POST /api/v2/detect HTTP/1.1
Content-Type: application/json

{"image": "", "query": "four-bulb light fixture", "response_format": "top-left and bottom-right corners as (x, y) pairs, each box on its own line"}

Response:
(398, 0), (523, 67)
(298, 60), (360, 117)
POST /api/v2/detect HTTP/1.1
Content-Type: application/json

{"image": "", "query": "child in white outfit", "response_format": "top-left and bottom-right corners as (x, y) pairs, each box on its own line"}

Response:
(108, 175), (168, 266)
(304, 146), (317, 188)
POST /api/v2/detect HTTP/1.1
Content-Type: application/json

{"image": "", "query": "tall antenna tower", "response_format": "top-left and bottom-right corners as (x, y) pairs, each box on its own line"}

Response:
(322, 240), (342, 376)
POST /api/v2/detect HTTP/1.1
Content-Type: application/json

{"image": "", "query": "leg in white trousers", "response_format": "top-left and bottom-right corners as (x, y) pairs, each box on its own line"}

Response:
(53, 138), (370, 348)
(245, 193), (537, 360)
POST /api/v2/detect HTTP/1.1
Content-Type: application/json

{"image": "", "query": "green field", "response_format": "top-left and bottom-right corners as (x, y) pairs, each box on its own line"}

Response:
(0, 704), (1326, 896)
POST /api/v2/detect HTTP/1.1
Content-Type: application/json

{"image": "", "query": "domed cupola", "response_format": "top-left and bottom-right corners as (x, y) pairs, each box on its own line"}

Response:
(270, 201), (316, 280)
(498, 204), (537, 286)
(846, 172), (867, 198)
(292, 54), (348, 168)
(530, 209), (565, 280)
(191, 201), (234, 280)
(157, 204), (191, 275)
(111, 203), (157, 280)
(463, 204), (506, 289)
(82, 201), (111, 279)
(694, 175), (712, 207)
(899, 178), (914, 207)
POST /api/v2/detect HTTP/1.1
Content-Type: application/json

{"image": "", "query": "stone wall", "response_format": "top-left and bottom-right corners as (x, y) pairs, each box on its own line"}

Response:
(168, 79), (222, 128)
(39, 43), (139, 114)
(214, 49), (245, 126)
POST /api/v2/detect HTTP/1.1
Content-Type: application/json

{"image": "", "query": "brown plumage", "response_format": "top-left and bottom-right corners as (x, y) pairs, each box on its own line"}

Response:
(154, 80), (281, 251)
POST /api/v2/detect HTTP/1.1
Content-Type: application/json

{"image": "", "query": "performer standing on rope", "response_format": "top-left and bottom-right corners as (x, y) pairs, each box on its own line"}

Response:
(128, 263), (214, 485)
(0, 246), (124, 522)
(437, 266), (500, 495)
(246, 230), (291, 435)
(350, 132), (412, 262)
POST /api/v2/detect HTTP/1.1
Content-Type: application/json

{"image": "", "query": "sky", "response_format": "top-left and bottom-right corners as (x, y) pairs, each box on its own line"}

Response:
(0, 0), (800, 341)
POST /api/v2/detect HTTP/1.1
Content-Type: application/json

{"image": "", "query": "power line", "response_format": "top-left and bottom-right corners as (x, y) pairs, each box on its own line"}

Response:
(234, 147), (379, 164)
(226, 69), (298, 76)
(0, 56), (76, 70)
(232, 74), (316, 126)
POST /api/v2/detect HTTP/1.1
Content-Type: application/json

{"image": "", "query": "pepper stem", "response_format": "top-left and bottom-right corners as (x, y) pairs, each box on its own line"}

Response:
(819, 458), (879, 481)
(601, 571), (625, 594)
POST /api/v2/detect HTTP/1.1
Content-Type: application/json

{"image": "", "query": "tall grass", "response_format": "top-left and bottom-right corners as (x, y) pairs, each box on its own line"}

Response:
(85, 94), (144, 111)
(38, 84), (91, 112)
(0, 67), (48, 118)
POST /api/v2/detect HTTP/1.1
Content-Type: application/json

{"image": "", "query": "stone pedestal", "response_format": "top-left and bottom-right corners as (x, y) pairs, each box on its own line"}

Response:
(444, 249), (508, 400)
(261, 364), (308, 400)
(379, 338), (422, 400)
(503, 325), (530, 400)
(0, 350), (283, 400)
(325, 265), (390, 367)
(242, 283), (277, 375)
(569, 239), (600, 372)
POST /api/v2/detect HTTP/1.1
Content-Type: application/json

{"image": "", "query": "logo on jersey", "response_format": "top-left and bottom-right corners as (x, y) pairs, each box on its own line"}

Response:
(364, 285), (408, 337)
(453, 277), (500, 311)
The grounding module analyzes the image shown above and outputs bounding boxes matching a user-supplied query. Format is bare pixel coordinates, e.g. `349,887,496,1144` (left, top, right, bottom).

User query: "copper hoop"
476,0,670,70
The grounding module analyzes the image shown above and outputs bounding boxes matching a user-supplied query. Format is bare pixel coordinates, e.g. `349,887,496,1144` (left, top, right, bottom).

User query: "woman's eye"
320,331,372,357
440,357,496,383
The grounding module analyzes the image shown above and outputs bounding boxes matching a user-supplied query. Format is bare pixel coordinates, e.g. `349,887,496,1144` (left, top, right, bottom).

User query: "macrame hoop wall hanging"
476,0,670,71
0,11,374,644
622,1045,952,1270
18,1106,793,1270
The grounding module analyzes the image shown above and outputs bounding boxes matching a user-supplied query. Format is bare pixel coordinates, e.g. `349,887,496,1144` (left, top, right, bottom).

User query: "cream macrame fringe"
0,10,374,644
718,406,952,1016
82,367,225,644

________________________________________

= Exercise task =
Please reproduce all of the lines above verbatim, leaving every character unchanged.

= Response to the exercise =
POST /api/v2/detect HTTP/1.1
Content-Type: application/json

{"image": "", "query": "four-bulb light fixture", "response_format": "top-left and bottom-right corners as (x, y) pairs, each box on its own line"}

Response:
(398, 0), (523, 67)
(298, 60), (360, 117)
POST /api/v2/detect HTTP/1.1
Content-Type: application/json

{"image": "", "query": "child in white outfit", "response_format": "top-left and bottom-right corners as (x, y) pairs, each box on its own line"}

Response:
(108, 175), (168, 266)
(304, 146), (317, 188)
POST /api/v2/detect HTTP/1.1
Content-Type: application/json

{"image": "", "query": "tall antenna tower", "response_format": "top-left and bottom-right corners as (x, y) pairs, each box on its own line"}

Response:
(322, 240), (342, 376)
POST /api/v2/detect HTTP/1.1
Content-Type: application/json

{"image": "", "query": "leg in white trousers", "response_format": "top-left and bottom-right corners as (x, y) pairs, each box on its own line"}

Response:
(53, 138), (370, 348)
(245, 193), (537, 360)
POST /api/v2/detect HTTP/1.1
Content-Type: application/json

{"image": "", "query": "green field", "response_format": "top-left and bottom-right corners as (x, y) pairs, each box on its own line"}

Response:
(0, 704), (1326, 896)
POST /api/v2/detect HTTP/1.1
Content-Type: application/json

{"image": "", "query": "domed cupola", "response_format": "top-left and bottom-right corners as (x, y) pairs, each box on its own line"}

Response:
(270, 201), (316, 280)
(498, 204), (537, 286)
(846, 172), (867, 198)
(292, 54), (348, 168)
(530, 209), (565, 280)
(191, 201), (234, 280)
(157, 204), (191, 275)
(111, 203), (157, 280)
(463, 204), (506, 289)
(82, 201), (111, 279)
(694, 175), (712, 207)
(899, 178), (914, 207)
POST /api/v2/detect HTTP/1.1
Content-Type: application/json

{"image": "", "query": "stone wall", "response_format": "top-left and bottom-right corners as (x, y) pairs, each box on its own line"}

Response:
(168, 79), (222, 128)
(39, 43), (139, 114)
(214, 49), (245, 126)
POST /api/v2/detect HTTP/1.1
Content-Type: application/json

{"image": "", "query": "brown plumage", "response_format": "top-left and bottom-right corners as (x, y) pairs, each box on its own line"}

Response:
(154, 80), (281, 251)
POST /api/v2/detect HTTP/1.1
Content-Type: application/json

{"image": "", "query": "performer standing on rope", "response_format": "top-left and bottom-right corners as (x, y) pairs, each box on its own line"}

Response:
(128, 263), (214, 485)
(0, 246), (124, 522)
(437, 266), (500, 495)
(246, 230), (291, 435)
(350, 132), (412, 262)
POST /api/v2/detect HTTP/1.1
Content-Type: application/json

{"image": "", "query": "sky", "response_format": "top-left and bottom-right corners as (x, y) pairs, each box on its own line"}

Response:
(0, 0), (800, 341)
POST /api/v2/detect HTTP/1.1
Content-Type: application/json

{"image": "", "query": "power line", "response_format": "top-left and bottom-right corners as (x, y) pairs, each box on its own line"}

Response:
(234, 147), (379, 164)
(226, 69), (298, 76)
(0, 56), (76, 70)
(232, 74), (316, 126)
POST /api/v2/detect HTTP/1.1
Content-Type: application/json

{"image": "", "query": "pepper stem", "response_format": "top-left and bottom-right corners as (x, y) pairs, each box on its own line"}

Response:
(819, 458), (879, 481)
(601, 571), (625, 594)
POST /api/v2/detect HTTP/1.1
Content-Type: application/json

{"image": "", "query": "tall grass", "response_format": "top-left and bottom-right corners as (x, y) pairs, each box on its own line"}

Response:
(85, 94), (144, 111)
(38, 84), (91, 112)
(0, 67), (48, 118)
POST /api/v2/detect HTTP/1.1
Content-Type: application/json

{"image": "", "query": "stone pedestal", "response_format": "top-left and bottom-right corners as (x, y) pairs, each box on its own line"}

Response:
(444, 249), (508, 400)
(261, 364), (308, 400)
(379, 338), (422, 400)
(503, 325), (530, 400)
(0, 350), (283, 400)
(325, 265), (390, 367)
(242, 283), (277, 375)
(569, 239), (600, 372)
POST /api/v2/detect HTTP/1.1
Content-Type: application/json

{"image": "", "query": "logo on jersey", "response_format": "top-left and bottom-right corners as (x, y) pairs, each box on its own line"}

Response:
(364, 285), (408, 337)
(453, 277), (500, 311)
The grounding module analyzes the image shown above and outputs bounding boxes matching a user-supplied query. Format is bare pixel coordinates, e.g. `349,887,496,1144` (left, top, right, bottom).

User query: "copper hoop"
476,0,670,70
The grounding module analyzes the image shown above and outputs bounding boxes matching a user-supplied query. Format is bare pixel coordinates, e.g. `349,887,496,1144` (left, top, right, bottom).

User query: "woman's eye"
320,331,372,357
440,357,496,383
The grounding module analyzes the image shown above and outputs bounding boxes matching a user-supplied query. Format is bare pixel coordinates, e.g. `349,887,496,1144` (left, top, right, bottom).

User query: "macrame hoop wall hanging"
476,0,670,71
0,11,374,644
622,1045,952,1270
18,1106,793,1270
The grounding module analyzes the image shown above and outputs bounding boxes matching a user-supplied query. Format is bare pixel coordinates, e.g. `349,887,496,1144` (left, top, right, bottom).

User query: "cream macrame fringe"
0,10,374,644
718,406,952,1016
82,367,225,644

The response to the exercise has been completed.